Problem to solve - Quote, word for word, the stretch of the jolt-py project page from "Skip to main" through "JSON-to-JSON transformation library.".

**** Document ****

Skip to main content

High-performance, pure-Python implementation of the JOLT JSON-to-JSON transformation library

Project description

jolt-py

A high-performance, pure-Python implementation of the JOLT JSON-to-JSON transformation library.

PyPI version Python CI License Typed

Features

Transform Operation name Description
Shift shift Re-map fields from input paths to output paths
Default default Fill in missing or null fields
Remove remove Delete specified fields
Sort sort Sort all dict keys alphabetically
Cardinality cardinality Enforce ONE or MANY cardinality on fields
ModifyOverwrite modify-overwrite-beta Apply functions, always overwriting
ModifyDefault modify-default-beta Apply functions only to absent fields
Chainr Chain multiple transforms sequentially

Installation

pip install jolt-py

CLI Usage

jolt-py includes a command-line interface for testing specs or running transformations in shell pipelines:

# Transform a file
pyjolt input.json --spec spec.json --indent 2

# Use in a pipeline
cat input.json | pyjolt --spec spec.json > output.json

Quick Start

The canonical JOLT example — re-shape a nested rating object:

from pyjolt import Chainr

spec = [
    {
        "operation": "shift",
        "spec": {
            "rating": {
                "primary": {
                    "value": "Rating",
                    "max":   "RatingRange"
                },
                "*": {
                    "value": "SecondaryRatings.&1.Value",
                    "max":   "SecondaryRatings.&1.Range"
                }
            }
        }
    },
    {
        "operation": "default",
        "spec": {"Rating": 0}
    }
]

input_data = {
    "rating": {
        "primary":  {"value": 3, "max": 5},
        "quality":  {"value": 4, "max": 5},
        "sharpness":{"value": 2, "max": 10}
    }
}

result = Chainr.from_spec(spec).apply(input_data)
# {
#   "Rating": 3,
#   "RatingRange": 5,
#   "SecondaryRatings": {
#     "quality":   {"Value": 4, "Range": 5},
#     "sharpness": {"Value": 2, "Range": 10}
#   }
# }

Real-World Examples

E-commerce order normalisation

Transform a raw checkout payload into an internal order schema — renaming fields, typing prices, and stripping sensitive data:

from pyjolt import Chainr

spec = [
    {
        "operation": "shift",
        "spec": {
            "orderId": "id",
            "customer": {
                "firstName": "customer.first",
                "lastName":  "customer.last",
                "emailAddress": "customer.email",
            },
            "lineItems": {
                "*": {
                    "sku":       "items[].sku",
                    "qty":       "items[].quantity",
                    "unitPrice": "items[].price",
                }
            },
            "shippingMethod": "shipping.method",
        },
    },
    {
        # Convert price strings to floats inside each item
        "operation": "modify-overwrite-beta",
        "spec": {"items": {"*": {"price": "=toDouble"}}},
    },
    {
        "operation": "default",
        "spec": {"shipping": {"method": "standard"}},
    },
    {
        "operation": "remove",
        "spec": {"couponCode": ""},
    },
]

raw_order = {
    "orderId": "ORD-9921",
    "customer": {
        "firstName": "Jane", "lastName": "Doe",
        "emailAddress": "jane.doe@example.com",
    },
    "lineItems": [
        {"sku": "ABC-1", "qty": 2, "unitPrice": "19.99"},
        {"sku": "XYZ-7", "qty": 1, "unitPrice": "5.49"},
    ],
    "shippingMethod": "express",
    "couponCode": None,
}

result = Chainr.from_spec(spec).apply(raw_order)

**** Entries supplied ****

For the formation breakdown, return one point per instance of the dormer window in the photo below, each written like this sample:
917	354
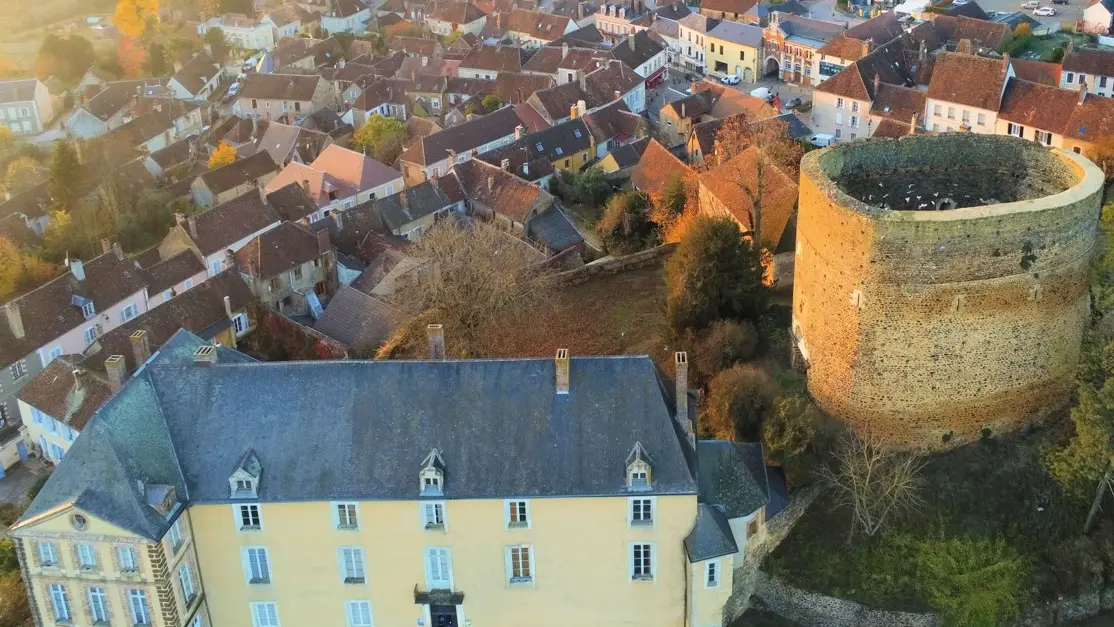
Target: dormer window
431	477
638	471
244	481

****

Answer for the task -
Skip to main content

High-performance, pure-Python implementation of the JOLT JSON-to-JSON transformation library

Project description

jolt-py

A high-performance, pure-Python implementation of the JOLT JSON-to-JSON transformation library.